## Text shown

+-------+

A boy band cruise is the site of one woman’s post-divorce healing.
Annie never meant to end up alone on a Boy Talk cruise, but that’s exactly what happens when her sister breaks a leg and has to bow out of their vacation. Now Annie is sharing a cabin with a stranger, stuck on the cruise ship American Fantasy with the 1990s band—and thousands of their biggest fans, known as Talkers. Annie doesn’t consider herself a Talker, even if she was a fan back in the day. But reeling from a recent divorce and dealing with complex feelings about turning 50, Annie throws herself into the distraction of the trip. What she doesn’t expect is to truly connect with the music, the band, the other fans, and herself. As Annie observes, “This was why people turned to religion or watched the Super Bowl at a sports bar instead of alone in their living room. It felt good to be a part of something where your passion was celebrated instead of mocked.” All the Talkers dream of having a special bond with “the guys,” but when Annie actually does meet Keith, a Boy Talk member who’s clearly going through a hard time, she wonders if their connection is real or if she’s just as delusional as the other (mostly) women on the ship. Straub depicts a wonderfully immersive world aboard the American Fantasy, one where each woman assigns herself a favorite guy and everyone is bedecked in Boy Talk merch. For five days, the Talkers live in a fantasy world where the only thing that matters is their connection with a band that meant everything to them so many years ago. As Annie puts it, “Inside her head, which is where she heard the music, it had touched some lever so deep that it couldn’t be reversed…the music was a direct vein to her own childhood, the least complicated part of her life.”

+-------+

## Given instruction 1
State how many lines of the records contain the word "below", counting only matches in the same case, and give the number alone.

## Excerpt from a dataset
+-------+

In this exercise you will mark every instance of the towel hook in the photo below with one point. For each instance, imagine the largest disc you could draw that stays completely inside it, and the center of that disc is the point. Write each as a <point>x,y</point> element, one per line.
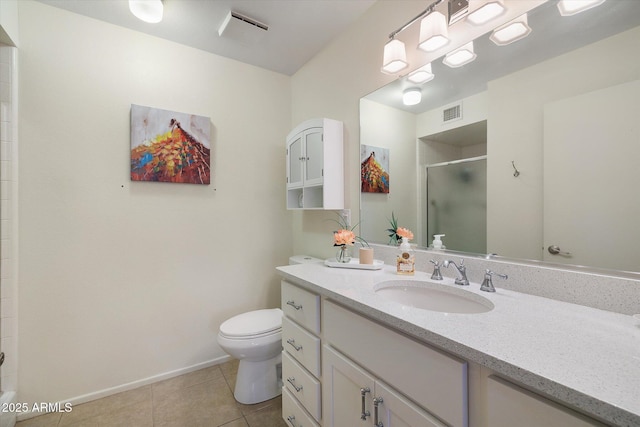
<point>517,172</point>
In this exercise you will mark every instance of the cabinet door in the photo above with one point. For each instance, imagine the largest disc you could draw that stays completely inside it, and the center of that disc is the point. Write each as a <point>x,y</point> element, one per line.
<point>344,385</point>
<point>294,162</point>
<point>394,410</point>
<point>314,156</point>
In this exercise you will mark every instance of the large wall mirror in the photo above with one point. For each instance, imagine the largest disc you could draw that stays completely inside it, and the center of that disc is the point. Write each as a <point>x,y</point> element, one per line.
<point>532,151</point>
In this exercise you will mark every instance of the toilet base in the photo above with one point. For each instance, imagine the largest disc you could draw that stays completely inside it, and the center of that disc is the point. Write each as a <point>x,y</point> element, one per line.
<point>258,381</point>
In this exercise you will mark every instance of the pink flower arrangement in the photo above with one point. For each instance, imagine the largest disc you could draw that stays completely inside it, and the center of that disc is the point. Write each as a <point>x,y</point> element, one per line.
<point>343,237</point>
<point>404,232</point>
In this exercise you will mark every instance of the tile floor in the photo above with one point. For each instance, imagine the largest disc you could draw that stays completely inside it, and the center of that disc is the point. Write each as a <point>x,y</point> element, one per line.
<point>199,398</point>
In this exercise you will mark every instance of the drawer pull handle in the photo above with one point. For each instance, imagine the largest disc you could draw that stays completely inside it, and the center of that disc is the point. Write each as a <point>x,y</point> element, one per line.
<point>292,343</point>
<point>294,305</point>
<point>291,381</point>
<point>376,402</point>
<point>364,414</point>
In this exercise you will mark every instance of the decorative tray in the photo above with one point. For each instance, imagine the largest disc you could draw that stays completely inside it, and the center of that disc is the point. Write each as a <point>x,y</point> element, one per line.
<point>354,263</point>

+-------+

## Given instruction 2
For each statement, say yes or no as to whether it agrees with the book review above, and quote the review's words that decide it: (a) Annie's sister dropped out of the trip because she broke a leg. (b) Annie considers herself a Talker. (c) The cruise lasts a week.

## Finished answer 1
1

## Finished answer 2
(a) Yes: "her sister breaks a leg and has to bow out of their vacation"
(b) No: "Annie doesn’t consider herself a Talker"
(c) No: "For five days"